Extracted data entries
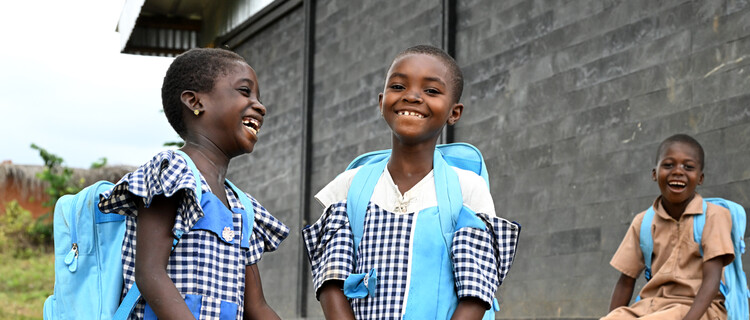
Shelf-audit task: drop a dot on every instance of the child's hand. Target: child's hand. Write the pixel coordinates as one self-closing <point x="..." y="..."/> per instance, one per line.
<point x="622" y="293"/>
<point x="470" y="308"/>
<point x="709" y="288"/>
<point x="334" y="302"/>
<point x="153" y="247"/>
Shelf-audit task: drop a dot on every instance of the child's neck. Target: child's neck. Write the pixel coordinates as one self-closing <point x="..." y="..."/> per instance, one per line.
<point x="212" y="164"/>
<point x="410" y="164"/>
<point x="676" y="210"/>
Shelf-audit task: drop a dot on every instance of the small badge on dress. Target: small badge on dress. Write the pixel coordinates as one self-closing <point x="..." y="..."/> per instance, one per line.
<point x="228" y="234"/>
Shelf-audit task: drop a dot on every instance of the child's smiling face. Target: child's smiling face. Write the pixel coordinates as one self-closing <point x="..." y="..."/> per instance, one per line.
<point x="417" y="100"/>
<point x="233" y="113"/>
<point x="678" y="172"/>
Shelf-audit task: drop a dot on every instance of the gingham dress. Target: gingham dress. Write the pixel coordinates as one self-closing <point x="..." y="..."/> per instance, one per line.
<point x="201" y="264"/>
<point x="481" y="258"/>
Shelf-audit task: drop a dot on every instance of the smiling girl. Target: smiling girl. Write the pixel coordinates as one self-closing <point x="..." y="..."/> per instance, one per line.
<point x="211" y="98"/>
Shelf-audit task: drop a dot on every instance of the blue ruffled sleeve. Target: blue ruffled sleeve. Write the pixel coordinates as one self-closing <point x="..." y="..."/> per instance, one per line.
<point x="166" y="174"/>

» Task to carry out
Reproduce every line of the records from the line containing "Shelf-audit task: drop a dot on every instance of the small" through the end, moving each point's x and y coordinates by -67.

» Exercise solution
Shelf-audit task: drop a dot on every instance of the small badge on dress. Target: small badge on dress. Write the pixel coordinates as one self-closing <point x="..." y="..."/> per instance, one per line.
<point x="161" y="167"/>
Shelf-audit task: drop a dot on every instance of the child's smiling face. Target: child's smiling face. Write the pixel coordinates as one self-closing <point x="..." y="..."/> per instance, one per line.
<point x="350" y="33"/>
<point x="166" y="46"/>
<point x="611" y="105"/>
Shelf-audit task: drop a dot on every instance of the gingham dress. Target: gingham dress. Write the pixel coordinates as one self-closing <point x="..." y="..."/> per instance, one per line.
<point x="134" y="197"/>
<point x="414" y="191"/>
Shelf-audit task: drop a dot on every instance of the smiling girl. Target: smiling girl. Write the pixel coordinates as one self-closing <point x="..." y="..."/> per instance, one per line.
<point x="144" y="31"/>
Shelf-audit task: drop a dot on every instance of the blue ruffled sleeve. Target: blue ruffled sleeve. Write the pixel coordinates as one self-closing <point x="..." y="..."/> per instance, one per line.
<point x="99" y="107"/>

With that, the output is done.